• **INSTRUCTION**
Only the lines from the one containing "the green foliage" to the end of the records belong in the output; print them exactly.

• **GIVEN DATA**

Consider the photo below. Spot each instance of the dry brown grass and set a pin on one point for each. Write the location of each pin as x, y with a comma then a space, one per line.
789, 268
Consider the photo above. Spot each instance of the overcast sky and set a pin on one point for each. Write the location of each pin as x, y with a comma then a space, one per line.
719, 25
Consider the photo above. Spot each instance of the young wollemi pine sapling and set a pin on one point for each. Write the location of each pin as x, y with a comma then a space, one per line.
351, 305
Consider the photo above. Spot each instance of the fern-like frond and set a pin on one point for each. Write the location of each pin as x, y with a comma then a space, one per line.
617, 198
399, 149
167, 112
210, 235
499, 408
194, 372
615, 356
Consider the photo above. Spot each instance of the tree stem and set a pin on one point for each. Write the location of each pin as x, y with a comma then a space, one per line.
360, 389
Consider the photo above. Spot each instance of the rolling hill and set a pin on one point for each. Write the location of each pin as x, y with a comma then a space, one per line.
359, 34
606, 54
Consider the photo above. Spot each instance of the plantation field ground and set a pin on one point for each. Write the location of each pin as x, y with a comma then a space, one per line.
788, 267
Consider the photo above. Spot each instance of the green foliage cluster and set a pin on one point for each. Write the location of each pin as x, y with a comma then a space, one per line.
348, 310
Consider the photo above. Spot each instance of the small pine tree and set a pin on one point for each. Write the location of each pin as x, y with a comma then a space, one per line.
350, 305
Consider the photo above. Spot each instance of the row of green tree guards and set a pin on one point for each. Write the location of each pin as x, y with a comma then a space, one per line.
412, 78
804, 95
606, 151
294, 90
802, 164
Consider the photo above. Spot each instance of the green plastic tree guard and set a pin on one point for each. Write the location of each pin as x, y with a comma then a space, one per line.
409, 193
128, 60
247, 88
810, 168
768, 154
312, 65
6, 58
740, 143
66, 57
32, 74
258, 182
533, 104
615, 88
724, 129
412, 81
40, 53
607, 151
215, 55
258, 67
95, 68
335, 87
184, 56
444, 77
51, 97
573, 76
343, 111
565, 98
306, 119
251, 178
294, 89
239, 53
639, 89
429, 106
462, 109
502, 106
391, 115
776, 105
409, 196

• **COMPLETED EXERCISE**
Consider the photo above. Spot each instance of the green foliage cluster and set a pin on one point for each. Write the location of each pin as x, y with a comma then a space, one per line.
348, 310
Consider the photo above. Spot each instance of the small pine tree and set a pin on one point for each. Write the location of each pin as x, y with a comma then a space, one per line.
350, 305
Consider the photo above. Spot each instance of the row of green tree guards and set a pin on one point for each. Write the location of each pin as x, y with a comma then a space, one per line.
412, 78
804, 95
606, 151
294, 90
802, 164
Consider the photo above. Spot each instance of the green plastic tree guard and set a pin on one point for each. Write the location of each pin as x, y with a comma then a space, one per line.
409, 193
128, 60
247, 88
810, 168
768, 154
312, 65
6, 58
740, 143
66, 57
32, 74
258, 182
533, 104
615, 88
724, 129
412, 81
40, 53
607, 151
215, 55
258, 67
95, 68
335, 87
184, 56
444, 77
51, 97
573, 76
343, 111
565, 98
306, 119
251, 178
294, 89
239, 53
639, 89
429, 106
462, 109
502, 106
391, 115
776, 105
409, 196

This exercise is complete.